The tasks
(a) Answer these questions from the text on multilayer ceramic capacitors:
(i) What does the abbreviation MLCC stand for?
(ii) In which two markets is demand for high-end MLCCs described as strong?
(iii) What are the main downstream application markets of MLCC?
(b) Retype part of the text on multilayer ceramic capacitors word for word. Begin at the words "MLCC, multilayer ceramic" and stop after "market and suppliers.".

Text shown
------------------------
The basic component of capacitor is inseparable from any hardware circuit. It can be said that these components are not only related to the overall stability of the hardware circuit, but also determine the quality of electronic equipment.
MLCC, multilayer ceramic capacitor, is currently the hottest type of capacitor, and its application fields have already widely covered various industries such as automatic control instruments, computers, mobile phones, digital home appliances, and automotive electronics. In a wide range of market applications, MLCC-related technologies and products are developing rapidly, and high-end MLCCs have become the common pursuit of the market and suppliers.
Consumer MLCCs are weak, but demand for high-end MLCCs in the 5G and automotive markets is strong
The downstream application scenarios of the multi-layer ceramic capacitor (MLCC)cover almost all scenarios that require electronic equipment, from the consumer field, communication field, industrial field, automotive field to military industry, aerospace field, these applications are indispensable for MLCC. The main downstream application markets of MLCC include consumer electronics, communication base stations, automotive electronics and industrial equipment.
------------------------
Data
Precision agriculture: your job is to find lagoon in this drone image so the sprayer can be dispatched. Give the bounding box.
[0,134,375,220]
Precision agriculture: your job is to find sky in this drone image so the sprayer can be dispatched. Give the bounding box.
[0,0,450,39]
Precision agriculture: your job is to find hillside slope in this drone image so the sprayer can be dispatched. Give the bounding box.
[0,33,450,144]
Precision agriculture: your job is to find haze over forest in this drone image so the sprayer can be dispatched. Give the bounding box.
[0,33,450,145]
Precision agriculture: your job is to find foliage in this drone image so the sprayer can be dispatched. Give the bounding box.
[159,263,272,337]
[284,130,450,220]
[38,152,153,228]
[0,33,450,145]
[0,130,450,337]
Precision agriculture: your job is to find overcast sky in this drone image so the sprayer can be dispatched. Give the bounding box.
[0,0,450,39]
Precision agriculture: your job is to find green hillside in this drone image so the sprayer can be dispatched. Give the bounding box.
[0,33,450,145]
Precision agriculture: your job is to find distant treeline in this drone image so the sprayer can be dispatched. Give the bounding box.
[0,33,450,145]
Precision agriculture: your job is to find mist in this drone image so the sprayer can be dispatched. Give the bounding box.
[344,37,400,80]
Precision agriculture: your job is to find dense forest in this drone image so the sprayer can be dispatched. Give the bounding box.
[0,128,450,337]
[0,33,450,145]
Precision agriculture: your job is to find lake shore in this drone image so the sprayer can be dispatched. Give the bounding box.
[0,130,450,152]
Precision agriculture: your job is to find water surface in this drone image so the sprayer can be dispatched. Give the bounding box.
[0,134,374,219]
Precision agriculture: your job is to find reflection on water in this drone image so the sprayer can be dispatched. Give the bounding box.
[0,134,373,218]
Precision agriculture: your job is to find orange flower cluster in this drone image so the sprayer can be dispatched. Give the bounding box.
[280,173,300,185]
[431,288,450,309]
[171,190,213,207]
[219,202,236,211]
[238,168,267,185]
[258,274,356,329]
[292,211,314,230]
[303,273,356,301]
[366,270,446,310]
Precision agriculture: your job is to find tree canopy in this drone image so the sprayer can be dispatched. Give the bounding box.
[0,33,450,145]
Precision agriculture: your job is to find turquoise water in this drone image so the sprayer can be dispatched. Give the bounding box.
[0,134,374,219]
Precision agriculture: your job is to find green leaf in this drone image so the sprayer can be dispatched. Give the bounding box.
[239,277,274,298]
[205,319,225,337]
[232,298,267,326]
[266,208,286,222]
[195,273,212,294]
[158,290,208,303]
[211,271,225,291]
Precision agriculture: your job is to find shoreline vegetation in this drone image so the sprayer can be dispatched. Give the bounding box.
------------------------
Solution set
(a)
(i) Multilayer ceramic capacitor.
(ii) The 5G and automotive markets.
(iii) Consumer electronics, communication base stations, automotive electronics, and industrial equipment.

(b)
MLCC, multilayer ceramic capacitor, is currently the hottest type of capacitor, and its application fields have already widely covered various industries such as automatic control instruments, computers, mobile phones, digital home appliances, and automotive electronics. In a wide range of market applications, MLCC-related technologies and products are developing rapidly, and high-end MLCCs have become the common pursuit of the market and suppliers.